:: Directions for this task ::
From the data below, keep only the lines that contain the string "screen".

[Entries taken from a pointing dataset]
* * * * * * * * *
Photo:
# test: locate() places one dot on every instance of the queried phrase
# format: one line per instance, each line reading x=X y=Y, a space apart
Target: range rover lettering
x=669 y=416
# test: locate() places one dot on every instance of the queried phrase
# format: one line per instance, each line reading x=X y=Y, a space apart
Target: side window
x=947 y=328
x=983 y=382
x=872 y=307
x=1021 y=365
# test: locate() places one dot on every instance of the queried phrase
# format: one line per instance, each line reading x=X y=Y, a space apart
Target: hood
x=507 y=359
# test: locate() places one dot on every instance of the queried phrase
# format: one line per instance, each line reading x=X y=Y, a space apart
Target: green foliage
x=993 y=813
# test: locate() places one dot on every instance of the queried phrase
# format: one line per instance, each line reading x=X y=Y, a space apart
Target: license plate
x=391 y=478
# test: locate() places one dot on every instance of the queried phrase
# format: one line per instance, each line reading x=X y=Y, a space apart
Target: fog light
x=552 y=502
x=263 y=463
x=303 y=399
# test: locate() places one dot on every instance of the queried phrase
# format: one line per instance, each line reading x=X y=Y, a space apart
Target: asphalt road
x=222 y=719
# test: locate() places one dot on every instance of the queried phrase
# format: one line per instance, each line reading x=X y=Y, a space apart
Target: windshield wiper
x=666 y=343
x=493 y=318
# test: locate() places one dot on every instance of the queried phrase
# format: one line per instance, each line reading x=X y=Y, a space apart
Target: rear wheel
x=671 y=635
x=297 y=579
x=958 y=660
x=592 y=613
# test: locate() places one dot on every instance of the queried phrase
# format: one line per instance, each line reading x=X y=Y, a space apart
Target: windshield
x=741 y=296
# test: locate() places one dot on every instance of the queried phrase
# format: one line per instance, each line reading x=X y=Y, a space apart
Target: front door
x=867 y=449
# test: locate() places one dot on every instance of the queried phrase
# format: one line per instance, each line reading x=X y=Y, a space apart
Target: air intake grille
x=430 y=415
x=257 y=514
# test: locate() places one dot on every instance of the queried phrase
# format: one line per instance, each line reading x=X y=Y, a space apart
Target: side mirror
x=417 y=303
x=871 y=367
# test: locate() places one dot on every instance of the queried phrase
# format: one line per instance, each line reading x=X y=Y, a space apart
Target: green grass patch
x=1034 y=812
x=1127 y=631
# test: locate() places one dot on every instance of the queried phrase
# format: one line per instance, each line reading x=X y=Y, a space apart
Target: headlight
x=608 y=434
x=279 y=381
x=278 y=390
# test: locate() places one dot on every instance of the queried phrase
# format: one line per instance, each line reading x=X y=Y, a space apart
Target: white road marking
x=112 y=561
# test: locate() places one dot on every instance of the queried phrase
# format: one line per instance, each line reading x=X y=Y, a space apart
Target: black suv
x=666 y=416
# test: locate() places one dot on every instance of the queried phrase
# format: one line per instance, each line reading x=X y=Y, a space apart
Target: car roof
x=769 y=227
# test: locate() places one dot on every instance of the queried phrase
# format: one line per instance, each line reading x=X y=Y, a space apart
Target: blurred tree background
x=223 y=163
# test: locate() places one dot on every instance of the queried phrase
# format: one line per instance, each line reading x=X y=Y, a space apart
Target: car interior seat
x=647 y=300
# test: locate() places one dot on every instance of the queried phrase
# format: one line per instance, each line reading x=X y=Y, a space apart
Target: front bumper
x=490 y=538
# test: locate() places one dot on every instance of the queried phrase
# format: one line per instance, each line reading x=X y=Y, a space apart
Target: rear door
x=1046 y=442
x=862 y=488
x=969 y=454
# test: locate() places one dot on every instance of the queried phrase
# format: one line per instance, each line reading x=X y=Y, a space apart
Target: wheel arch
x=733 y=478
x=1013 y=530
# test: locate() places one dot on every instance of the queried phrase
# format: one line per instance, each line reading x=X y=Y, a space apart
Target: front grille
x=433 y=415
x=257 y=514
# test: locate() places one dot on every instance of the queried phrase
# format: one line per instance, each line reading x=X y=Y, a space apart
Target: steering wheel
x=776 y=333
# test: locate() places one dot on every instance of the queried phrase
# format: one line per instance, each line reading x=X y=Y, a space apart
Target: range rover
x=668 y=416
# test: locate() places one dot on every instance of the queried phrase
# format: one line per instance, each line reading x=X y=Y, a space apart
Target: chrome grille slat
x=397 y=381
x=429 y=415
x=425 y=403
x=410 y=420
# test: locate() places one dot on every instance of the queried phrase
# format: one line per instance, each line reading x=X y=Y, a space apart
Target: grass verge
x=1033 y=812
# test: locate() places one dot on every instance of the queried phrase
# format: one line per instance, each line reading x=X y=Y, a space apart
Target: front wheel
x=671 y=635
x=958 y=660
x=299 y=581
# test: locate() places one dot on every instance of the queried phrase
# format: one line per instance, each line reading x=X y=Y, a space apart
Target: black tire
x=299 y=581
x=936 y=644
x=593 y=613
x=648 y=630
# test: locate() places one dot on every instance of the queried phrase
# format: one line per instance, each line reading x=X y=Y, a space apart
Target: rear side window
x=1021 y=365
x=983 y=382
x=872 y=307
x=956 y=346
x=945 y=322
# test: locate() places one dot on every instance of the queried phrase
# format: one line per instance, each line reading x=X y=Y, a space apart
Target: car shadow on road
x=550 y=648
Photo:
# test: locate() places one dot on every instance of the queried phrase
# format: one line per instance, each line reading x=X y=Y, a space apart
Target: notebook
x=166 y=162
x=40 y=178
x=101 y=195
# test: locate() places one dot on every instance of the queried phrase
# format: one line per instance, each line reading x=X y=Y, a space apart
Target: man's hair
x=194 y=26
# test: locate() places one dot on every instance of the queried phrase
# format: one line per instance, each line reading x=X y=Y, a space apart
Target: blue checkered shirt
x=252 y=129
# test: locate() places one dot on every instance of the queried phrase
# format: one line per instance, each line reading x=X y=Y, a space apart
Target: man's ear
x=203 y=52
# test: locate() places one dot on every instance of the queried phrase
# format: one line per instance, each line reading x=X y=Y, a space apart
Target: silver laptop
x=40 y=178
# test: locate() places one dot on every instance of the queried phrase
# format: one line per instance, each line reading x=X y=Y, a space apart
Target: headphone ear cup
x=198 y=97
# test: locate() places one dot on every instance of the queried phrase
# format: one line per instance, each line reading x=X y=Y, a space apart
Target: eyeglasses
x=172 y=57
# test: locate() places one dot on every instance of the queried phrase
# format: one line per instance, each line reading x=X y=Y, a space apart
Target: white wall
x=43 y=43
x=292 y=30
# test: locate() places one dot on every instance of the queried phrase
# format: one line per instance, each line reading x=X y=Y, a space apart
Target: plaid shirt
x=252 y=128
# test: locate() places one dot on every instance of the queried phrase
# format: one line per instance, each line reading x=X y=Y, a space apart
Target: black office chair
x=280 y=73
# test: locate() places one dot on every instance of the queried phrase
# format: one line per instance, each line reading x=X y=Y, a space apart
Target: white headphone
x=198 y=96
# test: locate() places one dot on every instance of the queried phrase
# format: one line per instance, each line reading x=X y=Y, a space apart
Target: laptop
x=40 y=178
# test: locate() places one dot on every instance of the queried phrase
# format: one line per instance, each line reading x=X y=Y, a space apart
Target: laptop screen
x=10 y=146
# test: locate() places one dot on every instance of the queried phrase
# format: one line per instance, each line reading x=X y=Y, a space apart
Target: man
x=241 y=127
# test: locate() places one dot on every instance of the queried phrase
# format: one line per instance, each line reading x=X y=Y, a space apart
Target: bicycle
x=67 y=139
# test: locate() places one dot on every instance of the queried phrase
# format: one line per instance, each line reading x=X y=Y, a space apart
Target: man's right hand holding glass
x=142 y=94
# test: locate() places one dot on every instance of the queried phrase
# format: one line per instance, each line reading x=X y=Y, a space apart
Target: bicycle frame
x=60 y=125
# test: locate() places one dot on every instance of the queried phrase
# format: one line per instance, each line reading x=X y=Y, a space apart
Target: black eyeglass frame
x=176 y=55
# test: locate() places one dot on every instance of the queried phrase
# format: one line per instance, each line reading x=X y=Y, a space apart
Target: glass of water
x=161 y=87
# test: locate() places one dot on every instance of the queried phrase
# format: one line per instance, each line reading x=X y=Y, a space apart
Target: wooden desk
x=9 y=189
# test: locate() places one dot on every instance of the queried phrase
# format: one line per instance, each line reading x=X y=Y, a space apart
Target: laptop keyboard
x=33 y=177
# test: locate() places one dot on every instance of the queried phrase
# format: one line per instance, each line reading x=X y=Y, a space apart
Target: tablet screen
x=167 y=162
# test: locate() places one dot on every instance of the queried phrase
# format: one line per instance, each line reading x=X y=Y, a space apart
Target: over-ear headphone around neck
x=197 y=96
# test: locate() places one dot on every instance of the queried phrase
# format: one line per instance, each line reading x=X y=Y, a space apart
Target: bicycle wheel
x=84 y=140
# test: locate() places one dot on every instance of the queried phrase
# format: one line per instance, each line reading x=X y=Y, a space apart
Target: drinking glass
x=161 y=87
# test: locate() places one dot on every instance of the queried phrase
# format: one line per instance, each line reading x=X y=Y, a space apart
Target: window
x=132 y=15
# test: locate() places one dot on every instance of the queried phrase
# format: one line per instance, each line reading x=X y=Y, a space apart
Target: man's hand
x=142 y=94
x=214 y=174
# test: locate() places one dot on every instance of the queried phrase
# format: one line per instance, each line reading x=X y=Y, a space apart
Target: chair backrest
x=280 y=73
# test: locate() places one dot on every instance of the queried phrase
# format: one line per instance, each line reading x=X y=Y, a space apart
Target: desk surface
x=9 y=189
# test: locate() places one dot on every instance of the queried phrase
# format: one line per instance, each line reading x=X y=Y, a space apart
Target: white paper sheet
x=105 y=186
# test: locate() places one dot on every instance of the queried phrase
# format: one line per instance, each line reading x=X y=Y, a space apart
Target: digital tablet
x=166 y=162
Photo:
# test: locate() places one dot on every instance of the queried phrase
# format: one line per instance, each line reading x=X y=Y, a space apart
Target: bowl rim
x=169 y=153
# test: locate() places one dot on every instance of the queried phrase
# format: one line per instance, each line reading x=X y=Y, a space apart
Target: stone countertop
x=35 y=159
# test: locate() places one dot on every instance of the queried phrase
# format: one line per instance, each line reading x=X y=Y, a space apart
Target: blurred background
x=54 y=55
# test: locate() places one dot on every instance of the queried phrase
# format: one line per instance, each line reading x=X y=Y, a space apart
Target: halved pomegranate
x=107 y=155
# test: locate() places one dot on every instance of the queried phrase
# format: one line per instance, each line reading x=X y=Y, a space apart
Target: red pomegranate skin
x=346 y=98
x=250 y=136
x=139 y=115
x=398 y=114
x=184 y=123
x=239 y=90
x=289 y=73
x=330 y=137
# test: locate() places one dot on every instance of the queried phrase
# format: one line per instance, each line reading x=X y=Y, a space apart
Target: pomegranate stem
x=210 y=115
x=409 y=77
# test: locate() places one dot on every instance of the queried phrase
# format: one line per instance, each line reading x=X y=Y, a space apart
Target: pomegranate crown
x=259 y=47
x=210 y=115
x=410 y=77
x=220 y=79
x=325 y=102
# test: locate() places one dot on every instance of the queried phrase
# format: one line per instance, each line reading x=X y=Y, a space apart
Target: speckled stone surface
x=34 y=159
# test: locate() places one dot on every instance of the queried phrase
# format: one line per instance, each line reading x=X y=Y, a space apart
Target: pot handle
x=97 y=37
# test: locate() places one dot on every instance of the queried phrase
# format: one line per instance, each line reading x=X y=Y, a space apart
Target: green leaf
* * * * * * * * *
:: Answer to this task ::
Target: laptop screen
Target: tablet screen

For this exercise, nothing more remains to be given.